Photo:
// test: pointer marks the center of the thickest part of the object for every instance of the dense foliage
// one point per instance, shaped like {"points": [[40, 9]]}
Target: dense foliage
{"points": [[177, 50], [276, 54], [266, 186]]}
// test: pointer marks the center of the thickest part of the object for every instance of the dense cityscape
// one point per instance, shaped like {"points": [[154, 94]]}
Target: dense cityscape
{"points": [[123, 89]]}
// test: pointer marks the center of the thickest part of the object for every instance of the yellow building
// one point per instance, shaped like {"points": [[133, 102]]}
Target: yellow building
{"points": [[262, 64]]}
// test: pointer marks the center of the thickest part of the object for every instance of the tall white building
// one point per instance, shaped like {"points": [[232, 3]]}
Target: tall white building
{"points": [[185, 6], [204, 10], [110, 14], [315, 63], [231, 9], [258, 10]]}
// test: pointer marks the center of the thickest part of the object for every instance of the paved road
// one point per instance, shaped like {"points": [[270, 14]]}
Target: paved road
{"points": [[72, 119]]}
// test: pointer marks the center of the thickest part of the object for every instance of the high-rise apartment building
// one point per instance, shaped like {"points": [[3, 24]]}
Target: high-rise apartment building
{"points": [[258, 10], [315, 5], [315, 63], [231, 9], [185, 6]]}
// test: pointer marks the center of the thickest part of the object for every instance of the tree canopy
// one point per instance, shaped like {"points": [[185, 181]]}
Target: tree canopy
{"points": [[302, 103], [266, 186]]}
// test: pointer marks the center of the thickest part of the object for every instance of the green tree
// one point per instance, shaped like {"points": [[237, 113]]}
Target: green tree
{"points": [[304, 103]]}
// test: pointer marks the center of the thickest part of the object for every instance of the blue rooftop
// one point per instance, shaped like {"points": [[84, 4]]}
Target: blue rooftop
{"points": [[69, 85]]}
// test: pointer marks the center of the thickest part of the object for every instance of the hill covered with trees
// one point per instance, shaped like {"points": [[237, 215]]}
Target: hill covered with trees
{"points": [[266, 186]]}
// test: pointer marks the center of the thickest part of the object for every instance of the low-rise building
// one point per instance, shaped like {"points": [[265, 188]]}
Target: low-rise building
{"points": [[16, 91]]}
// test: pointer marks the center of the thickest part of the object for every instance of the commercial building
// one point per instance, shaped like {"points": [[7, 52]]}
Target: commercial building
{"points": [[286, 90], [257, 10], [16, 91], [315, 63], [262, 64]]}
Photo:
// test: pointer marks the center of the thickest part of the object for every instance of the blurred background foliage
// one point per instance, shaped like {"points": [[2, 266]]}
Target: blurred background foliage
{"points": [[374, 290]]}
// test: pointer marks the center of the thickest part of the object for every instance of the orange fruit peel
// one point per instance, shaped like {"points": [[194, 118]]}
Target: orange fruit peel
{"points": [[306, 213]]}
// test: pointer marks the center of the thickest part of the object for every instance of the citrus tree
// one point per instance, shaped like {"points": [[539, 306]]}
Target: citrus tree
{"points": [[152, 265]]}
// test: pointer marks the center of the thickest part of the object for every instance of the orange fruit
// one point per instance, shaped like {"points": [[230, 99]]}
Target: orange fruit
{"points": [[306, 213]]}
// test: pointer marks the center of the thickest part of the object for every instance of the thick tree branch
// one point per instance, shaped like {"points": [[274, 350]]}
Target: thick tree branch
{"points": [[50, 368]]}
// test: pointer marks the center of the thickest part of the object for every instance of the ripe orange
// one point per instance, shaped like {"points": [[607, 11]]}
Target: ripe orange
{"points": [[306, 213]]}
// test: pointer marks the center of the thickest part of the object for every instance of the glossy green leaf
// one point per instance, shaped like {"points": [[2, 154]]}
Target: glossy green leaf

TASK DESCRIPTION :: Transcribe the material above word for word.

FINAL ANSWER ::
Photo:
// test: pointer marks the center of the thickest part of the object for every instance of the dense foliage
// one point per instance, shaped like {"points": [[40, 9]]}
Target: dense foliage
{"points": [[177, 50], [276, 54], [266, 186]]}
// test: pointer marks the center of the thickest part of the object for every instance of the dense cityscape
// one point per instance, shaped like {"points": [[154, 94]]}
Target: dense cityscape
{"points": [[123, 89]]}
// test: pointer marks the center of the thickest part of the object for every instance of the yellow building
// one point per instance, shaped like {"points": [[133, 102]]}
Target: yellow building
{"points": [[262, 64]]}
// test: pointer marks the center of the thickest part of the object for every instance of the tall white building
// one point per instance, shaped like {"points": [[232, 3]]}
Target: tall white building
{"points": [[185, 6], [204, 10], [110, 14], [315, 63], [231, 9], [258, 10]]}
// test: pointer marks the center of the thickest part of the object for every instance of the paved road
// one point per instance, shaped like {"points": [[270, 14]]}
Target: paved road
{"points": [[72, 119]]}
// test: pointer marks the center of the thickest part of the object for every instance of the high-rise apartment building
// one point per instance, shaped like {"points": [[3, 24]]}
Target: high-rise apartment building
{"points": [[258, 10], [315, 5], [315, 63], [231, 9], [185, 6]]}
// test: pointer marks the center of the thickest part of the object for every instance of the tree canopy
// one point per instance, shaped like {"points": [[185, 181]]}
Target: tree canopy
{"points": [[302, 103], [266, 186]]}
// test: pointer marks the center of the thickest part of the object for every instance of the green tree
// one point per instance, shaped like {"points": [[237, 113]]}
Target: green tree
{"points": [[304, 103]]}
// test: pointer marks the center of the thickest part of the object for every instance of the blue rooftop
// one point per instance, shaped like {"points": [[84, 4]]}
Target: blue rooftop
{"points": [[69, 85]]}
// test: pointer marks the center of the thickest part of the object for every instance of the hill covered with trees
// one point per instance, shaped like {"points": [[237, 215]]}
Target: hill covered with trees
{"points": [[266, 186]]}
// test: pointer marks the center of the thickest part of the object for every instance of the low-rise building
// one point per instance, shaped like {"points": [[265, 188]]}
Target: low-rise building
{"points": [[16, 91]]}
// test: pointer marks the center of the thickest part of the object for every instance of the commercial building
// one point per instance, shaped like {"points": [[7, 52]]}
Target: commercial building
{"points": [[286, 90], [257, 10], [16, 91], [315, 63], [262, 64]]}
Photo:
// test: pointer marks the center of the thickest part of the object for every instance of the blurred background foliage
// one point per instance, shaped like {"points": [[2, 266]]}
Target: blurred background foliage
{"points": [[374, 290]]}
// test: pointer marks the center of the thickest part of the object for every instance of the orange fruit peel
// one point per instance, shaped like {"points": [[194, 118]]}
Target: orange fruit peel
{"points": [[306, 213]]}
// test: pointer marks the center of the thickest part of the object for every instance of the citrus tree
// one point per instance, shaped like {"points": [[539, 306]]}
Target: citrus tree
{"points": [[152, 265]]}
// test: pointer marks the center of the thickest part of the object for every instance of the orange fruit
// one point per instance, shaped like {"points": [[230, 99]]}
Target: orange fruit
{"points": [[306, 213]]}
// test: pointer marks the center of the thickest part of the object for every instance of the thick tree branch
// one point per instance, shaped like {"points": [[274, 350]]}
Target: thick tree branch
{"points": [[50, 368]]}
// test: pointer marks the center of the thickest part of the object for every instance of the ripe orange
// one point per instance, shaped like {"points": [[607, 11]]}
Target: ripe orange
{"points": [[306, 213]]}
// test: pointer marks the center of the thickest part of the object for every instance of the glossy green leaf
// one point per instance, shaped like {"points": [[2, 154]]}
Target: glossy green leaf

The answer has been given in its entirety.